• **Set problem**
Copy out the records from the line containing "Mark the stream with a point." through the end of the records, swapping every "point" for "dot" and leaving everything else as it is.

• **Information provided**
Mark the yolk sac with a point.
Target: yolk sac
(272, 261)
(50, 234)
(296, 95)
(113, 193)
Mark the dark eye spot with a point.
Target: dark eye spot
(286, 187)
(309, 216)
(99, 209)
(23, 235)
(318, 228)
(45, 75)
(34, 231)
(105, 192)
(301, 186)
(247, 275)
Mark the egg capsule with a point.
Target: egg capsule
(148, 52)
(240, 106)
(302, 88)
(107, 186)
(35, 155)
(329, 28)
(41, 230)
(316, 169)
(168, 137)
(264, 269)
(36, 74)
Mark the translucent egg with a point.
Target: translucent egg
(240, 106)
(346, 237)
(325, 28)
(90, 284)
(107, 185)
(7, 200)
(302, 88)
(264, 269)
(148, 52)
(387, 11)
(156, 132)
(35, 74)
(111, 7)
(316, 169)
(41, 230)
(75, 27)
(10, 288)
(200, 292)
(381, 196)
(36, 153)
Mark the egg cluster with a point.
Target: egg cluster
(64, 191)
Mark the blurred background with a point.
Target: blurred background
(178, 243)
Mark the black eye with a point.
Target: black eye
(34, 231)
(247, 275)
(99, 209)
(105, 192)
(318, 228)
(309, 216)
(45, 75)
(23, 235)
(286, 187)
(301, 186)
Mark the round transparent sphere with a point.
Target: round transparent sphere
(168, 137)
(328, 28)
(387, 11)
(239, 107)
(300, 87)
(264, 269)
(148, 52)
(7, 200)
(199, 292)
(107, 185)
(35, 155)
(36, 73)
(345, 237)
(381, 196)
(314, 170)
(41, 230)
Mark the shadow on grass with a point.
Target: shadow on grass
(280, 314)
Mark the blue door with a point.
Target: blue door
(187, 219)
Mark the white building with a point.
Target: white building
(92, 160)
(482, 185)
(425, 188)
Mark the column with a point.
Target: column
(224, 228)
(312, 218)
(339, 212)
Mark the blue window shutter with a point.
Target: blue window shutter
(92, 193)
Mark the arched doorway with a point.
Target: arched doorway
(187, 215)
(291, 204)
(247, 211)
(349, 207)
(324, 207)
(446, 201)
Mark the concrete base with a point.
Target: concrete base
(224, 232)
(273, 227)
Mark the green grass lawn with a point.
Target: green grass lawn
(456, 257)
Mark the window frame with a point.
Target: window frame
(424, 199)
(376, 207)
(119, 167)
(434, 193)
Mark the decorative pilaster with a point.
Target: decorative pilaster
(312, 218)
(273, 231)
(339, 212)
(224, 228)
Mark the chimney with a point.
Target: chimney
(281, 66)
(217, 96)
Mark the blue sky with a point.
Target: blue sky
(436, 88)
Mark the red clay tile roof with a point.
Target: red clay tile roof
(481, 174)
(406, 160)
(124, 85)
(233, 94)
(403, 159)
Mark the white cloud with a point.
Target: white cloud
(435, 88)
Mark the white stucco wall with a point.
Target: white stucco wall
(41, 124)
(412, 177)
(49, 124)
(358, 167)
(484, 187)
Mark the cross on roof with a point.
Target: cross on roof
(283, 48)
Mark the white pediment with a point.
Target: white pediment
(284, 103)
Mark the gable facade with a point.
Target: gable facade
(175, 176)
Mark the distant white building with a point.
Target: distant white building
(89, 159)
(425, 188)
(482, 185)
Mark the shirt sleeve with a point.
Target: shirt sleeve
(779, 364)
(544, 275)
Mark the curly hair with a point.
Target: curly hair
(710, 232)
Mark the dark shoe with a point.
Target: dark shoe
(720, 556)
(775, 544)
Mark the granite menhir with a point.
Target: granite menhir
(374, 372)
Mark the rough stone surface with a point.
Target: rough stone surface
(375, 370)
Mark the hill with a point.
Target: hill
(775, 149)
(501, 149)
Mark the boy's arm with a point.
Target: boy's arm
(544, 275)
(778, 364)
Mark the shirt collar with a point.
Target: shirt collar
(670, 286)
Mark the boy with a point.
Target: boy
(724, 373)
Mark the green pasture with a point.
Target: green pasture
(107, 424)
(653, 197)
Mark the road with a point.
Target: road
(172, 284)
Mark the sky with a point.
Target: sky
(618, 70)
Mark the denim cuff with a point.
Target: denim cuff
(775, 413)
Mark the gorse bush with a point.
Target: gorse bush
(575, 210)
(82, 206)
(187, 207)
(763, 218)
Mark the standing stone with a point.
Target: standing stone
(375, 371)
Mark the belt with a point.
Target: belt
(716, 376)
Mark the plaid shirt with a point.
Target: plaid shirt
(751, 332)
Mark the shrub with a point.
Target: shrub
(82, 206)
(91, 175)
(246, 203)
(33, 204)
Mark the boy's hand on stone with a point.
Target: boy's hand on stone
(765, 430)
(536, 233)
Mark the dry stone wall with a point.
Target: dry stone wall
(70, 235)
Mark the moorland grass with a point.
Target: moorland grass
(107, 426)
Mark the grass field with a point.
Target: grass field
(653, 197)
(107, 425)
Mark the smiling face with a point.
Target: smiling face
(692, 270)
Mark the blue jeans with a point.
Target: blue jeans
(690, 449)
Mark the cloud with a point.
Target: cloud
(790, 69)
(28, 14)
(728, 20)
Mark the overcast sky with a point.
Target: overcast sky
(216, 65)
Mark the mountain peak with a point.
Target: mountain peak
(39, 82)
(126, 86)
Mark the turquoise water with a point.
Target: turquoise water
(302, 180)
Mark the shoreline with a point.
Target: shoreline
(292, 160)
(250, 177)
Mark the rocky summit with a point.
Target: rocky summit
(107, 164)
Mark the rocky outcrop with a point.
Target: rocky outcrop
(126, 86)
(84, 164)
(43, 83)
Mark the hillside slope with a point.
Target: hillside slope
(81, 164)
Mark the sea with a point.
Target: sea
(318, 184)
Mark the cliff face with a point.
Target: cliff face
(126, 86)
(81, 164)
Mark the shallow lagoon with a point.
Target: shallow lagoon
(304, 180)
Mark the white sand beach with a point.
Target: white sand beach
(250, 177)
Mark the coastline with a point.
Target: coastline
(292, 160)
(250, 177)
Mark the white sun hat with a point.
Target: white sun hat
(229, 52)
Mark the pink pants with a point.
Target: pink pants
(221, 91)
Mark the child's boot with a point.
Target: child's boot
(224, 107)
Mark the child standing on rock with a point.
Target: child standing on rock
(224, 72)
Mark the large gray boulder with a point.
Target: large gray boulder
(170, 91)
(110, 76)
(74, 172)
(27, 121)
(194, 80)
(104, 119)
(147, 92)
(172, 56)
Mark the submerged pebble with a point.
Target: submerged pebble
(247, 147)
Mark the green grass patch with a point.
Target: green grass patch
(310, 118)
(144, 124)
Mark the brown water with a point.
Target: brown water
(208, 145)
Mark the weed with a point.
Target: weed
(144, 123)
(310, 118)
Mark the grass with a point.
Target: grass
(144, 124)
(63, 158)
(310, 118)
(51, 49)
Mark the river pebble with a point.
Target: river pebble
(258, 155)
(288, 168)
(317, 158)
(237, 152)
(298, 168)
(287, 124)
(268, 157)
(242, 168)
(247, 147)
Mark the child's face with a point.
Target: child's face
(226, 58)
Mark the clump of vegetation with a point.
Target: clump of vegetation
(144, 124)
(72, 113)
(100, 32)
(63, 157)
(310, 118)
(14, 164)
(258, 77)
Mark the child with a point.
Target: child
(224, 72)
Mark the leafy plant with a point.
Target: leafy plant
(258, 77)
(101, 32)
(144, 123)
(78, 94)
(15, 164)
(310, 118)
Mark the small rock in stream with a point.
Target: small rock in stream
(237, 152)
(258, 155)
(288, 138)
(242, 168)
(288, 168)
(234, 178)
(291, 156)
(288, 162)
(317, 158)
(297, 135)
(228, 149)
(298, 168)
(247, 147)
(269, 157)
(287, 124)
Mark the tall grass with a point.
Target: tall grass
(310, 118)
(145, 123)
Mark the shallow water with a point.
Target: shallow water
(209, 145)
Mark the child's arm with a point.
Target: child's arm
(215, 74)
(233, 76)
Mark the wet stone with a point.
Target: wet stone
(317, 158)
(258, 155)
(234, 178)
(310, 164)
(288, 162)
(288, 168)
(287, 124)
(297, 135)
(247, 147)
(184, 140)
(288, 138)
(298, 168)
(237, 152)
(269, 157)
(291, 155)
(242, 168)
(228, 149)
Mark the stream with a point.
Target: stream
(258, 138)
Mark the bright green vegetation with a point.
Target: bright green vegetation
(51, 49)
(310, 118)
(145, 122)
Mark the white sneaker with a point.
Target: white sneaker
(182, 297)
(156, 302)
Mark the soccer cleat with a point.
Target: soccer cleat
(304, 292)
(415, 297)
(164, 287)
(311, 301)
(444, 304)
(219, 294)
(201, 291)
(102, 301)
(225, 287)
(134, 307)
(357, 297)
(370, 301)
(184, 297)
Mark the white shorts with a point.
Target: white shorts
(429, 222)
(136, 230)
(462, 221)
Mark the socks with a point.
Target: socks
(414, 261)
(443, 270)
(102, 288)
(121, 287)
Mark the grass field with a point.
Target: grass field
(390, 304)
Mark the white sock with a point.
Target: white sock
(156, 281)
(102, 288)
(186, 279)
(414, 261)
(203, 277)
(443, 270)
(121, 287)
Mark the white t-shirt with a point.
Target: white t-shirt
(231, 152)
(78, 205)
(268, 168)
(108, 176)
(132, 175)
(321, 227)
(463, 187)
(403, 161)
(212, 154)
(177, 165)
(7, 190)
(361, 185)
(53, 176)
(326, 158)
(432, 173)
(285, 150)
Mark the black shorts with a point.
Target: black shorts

• **The completed task**
Mark the stream with a dot.
Target: stream
(258, 138)
Mark the bright green vegetation with a dot.
Target: bright green vegetation
(51, 49)
(310, 118)
(145, 122)
Mark the white sneaker with a dot.
Target: white sneaker
(182, 297)
(156, 302)
Mark the soccer cleat with a dot.
Target: soccer cleat
(304, 292)
(415, 297)
(164, 287)
(311, 301)
(444, 304)
(219, 294)
(201, 291)
(102, 301)
(225, 287)
(134, 307)
(357, 297)
(370, 301)
(184, 297)
Mark the white shorts with a dot.
Target: white shorts
(429, 222)
(136, 230)
(462, 221)
Mark the socks with a dot.
Target: socks
(414, 261)
(443, 270)
(102, 288)
(121, 287)
Mark the grass field with a dot.
Target: grass field
(390, 304)
Mark the white sock with a dot.
Target: white sock
(156, 281)
(102, 288)
(186, 279)
(414, 261)
(203, 277)
(443, 270)
(121, 287)
Mark the white t-shirt with a dot.
Target: white t-shirt
(231, 152)
(78, 205)
(268, 168)
(108, 176)
(132, 175)
(321, 227)
(463, 187)
(403, 161)
(212, 154)
(177, 165)
(7, 190)
(361, 185)
(53, 176)
(326, 158)
(432, 173)
(285, 150)
Mark the black shorts with a dot.
Target: black shorts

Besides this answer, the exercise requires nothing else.